Rows from a pointing dataset
★ ★ ★ ★
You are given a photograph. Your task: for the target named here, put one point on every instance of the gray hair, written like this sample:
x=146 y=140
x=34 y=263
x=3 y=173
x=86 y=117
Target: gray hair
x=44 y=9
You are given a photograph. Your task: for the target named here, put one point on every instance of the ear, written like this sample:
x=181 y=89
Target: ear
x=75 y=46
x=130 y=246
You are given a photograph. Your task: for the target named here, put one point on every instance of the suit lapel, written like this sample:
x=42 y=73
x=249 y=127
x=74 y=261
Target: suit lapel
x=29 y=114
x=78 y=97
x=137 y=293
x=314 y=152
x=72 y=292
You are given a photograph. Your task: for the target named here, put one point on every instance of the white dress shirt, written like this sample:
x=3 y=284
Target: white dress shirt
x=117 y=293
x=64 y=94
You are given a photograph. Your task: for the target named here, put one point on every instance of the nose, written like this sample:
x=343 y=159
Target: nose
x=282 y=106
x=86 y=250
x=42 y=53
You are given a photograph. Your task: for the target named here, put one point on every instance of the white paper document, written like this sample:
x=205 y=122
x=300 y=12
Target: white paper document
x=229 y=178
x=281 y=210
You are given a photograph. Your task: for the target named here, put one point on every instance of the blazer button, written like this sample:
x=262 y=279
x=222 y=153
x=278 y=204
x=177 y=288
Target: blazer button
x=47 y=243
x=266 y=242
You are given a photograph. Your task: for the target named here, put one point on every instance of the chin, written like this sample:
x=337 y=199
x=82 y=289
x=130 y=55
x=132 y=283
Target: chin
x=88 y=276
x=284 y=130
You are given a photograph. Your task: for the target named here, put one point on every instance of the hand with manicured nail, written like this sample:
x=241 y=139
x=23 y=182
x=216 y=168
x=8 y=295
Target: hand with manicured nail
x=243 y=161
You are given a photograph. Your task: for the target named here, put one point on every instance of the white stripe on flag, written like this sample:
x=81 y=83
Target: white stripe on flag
★ ★ ★ ★
Add 54 to each coordinate in the answers, and write out again every line of the records from the line containing "of the blazer" through the end of the records. Keep all other lines unchanged.

*WRITTEN ANSWER:*
You are given a photograph. Your task: for the target named here, put one point on every instance of the blazer button, written like this sample:
x=262 y=279
x=222 y=153
x=278 y=204
x=177 y=288
Target: blazer button
x=101 y=297
x=320 y=296
You are given a photograph. Your task: for the target named here, put one point on every instance of the chin, written like this sample:
x=337 y=199
x=82 y=289
x=130 y=55
x=132 y=283
Target: chin
x=142 y=330
x=338 y=184
You are given a photograph. Your task: for the target named here, put one point on every instance of the hand with manicured nail, written like this sample:
x=241 y=139
x=23 y=182
x=216 y=168
x=8 y=295
Target: hand with manicured nail
x=297 y=215
You are given a photograph. Your task: for the target named here, put one point on every instance of the white stripe on flag, written like this sample:
x=81 y=83
Target: white stripe on flag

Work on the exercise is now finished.